Provided passage =
┄┄┄┄┄┄┄┄┄┄
Thanks for the post. I am sorry you are experiencing this behaviour, but would you perhaps clarify why this is a limitation for you?
In the meantime, I add in the loop @moneta .

Best,
Danilo

Dear Danilo

Thank you. I was using TPrincipal to understand correlations in a very large database, and the calculation crashed in the middle because of this issue. Of course, from a statistical point of view, I can use a sample of the population to determine the correlations, and that is what I have done. I am merely reporting the issue to the forum. I can understand if the developers are busy with other more pressing issues and decline to treat this one, since there exists a valid alternative workaround.

yours,
Steve

Hi Steve,

Thanks for the clarification. Glad to hear you are not blocked. We’ll look into this.

Cheers,
Danilo

It’s more than that. The class relies on TVectorT, which is based on 32-bit integers. So even if one changes the number of rows to 64-bit, the problem will still be there. So this looks like another flavor of Overcome 1GB size limit for IO buffers · Issue #6734 · root-project/root · GitHub

I opened [hist] TPrincipal bounds check and format by ferdymercury · Pull Request #15110 · root-project/root · GitHub

hi @ferhue , could you clarify the statement that TVectorT is based on 32-bit integers ?!

Could it be that you refer to that the size of a vector is limited to the
max of 4-bytes = 2,147,483,647 ?

In linear algebra a maximum vector size implies also a maximum matrix size
which is now ~ 4.6e16 elements …

-Eddy

Yes, exactly. Size of vector is maximum Int_t::max()

See constructor for example ROOT: TVectorT< Element > Class Template Reference

Indeed TMatrixT max nr of rows of square matrix is sqrt of that limit.

If you use a higher value, then Error Overflow is printed. See line 493 of TMatrixT.cxx

The symptoms are clear but what course of action should be taken ? Any class using Int_t as the size of the object will at some point overflow. A linear algebra class has in addition the issue that matrices will overflow before vectors do.

In this specific case, the issue could be resolved by not storing the data in TPrincipal in a vector. When analyzing so much data in this class, my first worry (long before reaching the Int_t-limit), would be the summation rounding errors (Kahan summation).

Yes, it’s worrrysome.

I’ve worked a bit on better warnings when this kind of silent overflows happens, see TBuffer* classes should abort in case the 1GB limit is being hit · Issue #14770 · root-project/root · GitHub

To me the only solution is a big overhaul find_replace Int to Long and copy the result to the new ROOT7 namespace or something like that. Some tests would be advisable, too.
The problem appears also often for IO:

Yes, I agree, rewriting the class to not rely on TVector could also work, as well as using Kahan compensation.

Agreed. But if the consensus is that the solution is to use 8-Byte int’s, maybe just cast Int_t to long ?

I am confused, what do you mean here?
┄┄┄┄┄┄┄┄┄┄
Saved entries:
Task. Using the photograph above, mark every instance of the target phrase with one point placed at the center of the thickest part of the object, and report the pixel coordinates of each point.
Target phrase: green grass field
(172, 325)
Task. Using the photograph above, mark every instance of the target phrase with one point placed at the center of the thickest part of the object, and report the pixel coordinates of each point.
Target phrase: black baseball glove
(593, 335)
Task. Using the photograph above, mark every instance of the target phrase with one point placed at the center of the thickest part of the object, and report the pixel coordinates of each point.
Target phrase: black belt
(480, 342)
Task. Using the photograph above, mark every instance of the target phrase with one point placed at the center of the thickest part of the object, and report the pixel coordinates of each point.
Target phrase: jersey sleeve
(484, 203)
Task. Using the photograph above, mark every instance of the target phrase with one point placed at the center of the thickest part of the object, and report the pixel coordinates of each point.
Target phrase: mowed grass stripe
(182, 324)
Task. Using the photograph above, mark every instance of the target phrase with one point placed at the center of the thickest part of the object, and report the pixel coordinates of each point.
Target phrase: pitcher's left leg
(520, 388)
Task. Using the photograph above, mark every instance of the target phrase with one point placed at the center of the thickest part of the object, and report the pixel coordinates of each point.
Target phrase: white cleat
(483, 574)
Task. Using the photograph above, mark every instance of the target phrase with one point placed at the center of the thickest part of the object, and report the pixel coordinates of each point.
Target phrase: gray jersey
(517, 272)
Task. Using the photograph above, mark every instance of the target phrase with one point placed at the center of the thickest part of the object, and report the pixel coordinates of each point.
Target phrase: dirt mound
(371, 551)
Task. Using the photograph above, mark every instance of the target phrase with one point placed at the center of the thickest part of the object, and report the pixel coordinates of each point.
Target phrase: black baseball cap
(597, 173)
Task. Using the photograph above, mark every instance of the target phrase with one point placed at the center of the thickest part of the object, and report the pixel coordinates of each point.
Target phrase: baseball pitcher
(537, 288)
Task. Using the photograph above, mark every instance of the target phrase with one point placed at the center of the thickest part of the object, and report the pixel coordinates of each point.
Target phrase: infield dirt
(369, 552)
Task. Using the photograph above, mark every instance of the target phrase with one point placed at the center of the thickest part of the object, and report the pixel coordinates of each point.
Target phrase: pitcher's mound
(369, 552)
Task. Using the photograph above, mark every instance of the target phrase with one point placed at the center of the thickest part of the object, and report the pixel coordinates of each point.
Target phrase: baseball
┄┄┄┄┄┄┄┄┄┄
Complete the following =
[1] In the forum thread, which class does TPrincipal rely on that is based on 32-bit integers?
[2] Rewrite the part of the forum thread starting at "I’ve worked a" and ending at "you mean here?", with "Kahan compensation" changed to "pairwise summation".

Numbered answers =
[1] TVectorT

[2]
I’ve worked a bit on better warnings when this kind of silent overflows happens, see TBuffer* classes should abort in case the 1GB limit is being hit · Issue #14770 · root-project/root · GitHub

To me the only solution is a big overhaul find_replace Int to Long and copy the result to the new ROOT7 namespace or something like that. Some tests would be advisable, too.
The problem appears also often for IO:

Yes, I agree, rewriting the class to not rely on TVector could also work, as well as using pairwise summation.

Agreed. But if the consensus is that the solution is to use 8-Byte int’s, maybe just cast Int_t to long ?

I am confused, what do you mean here?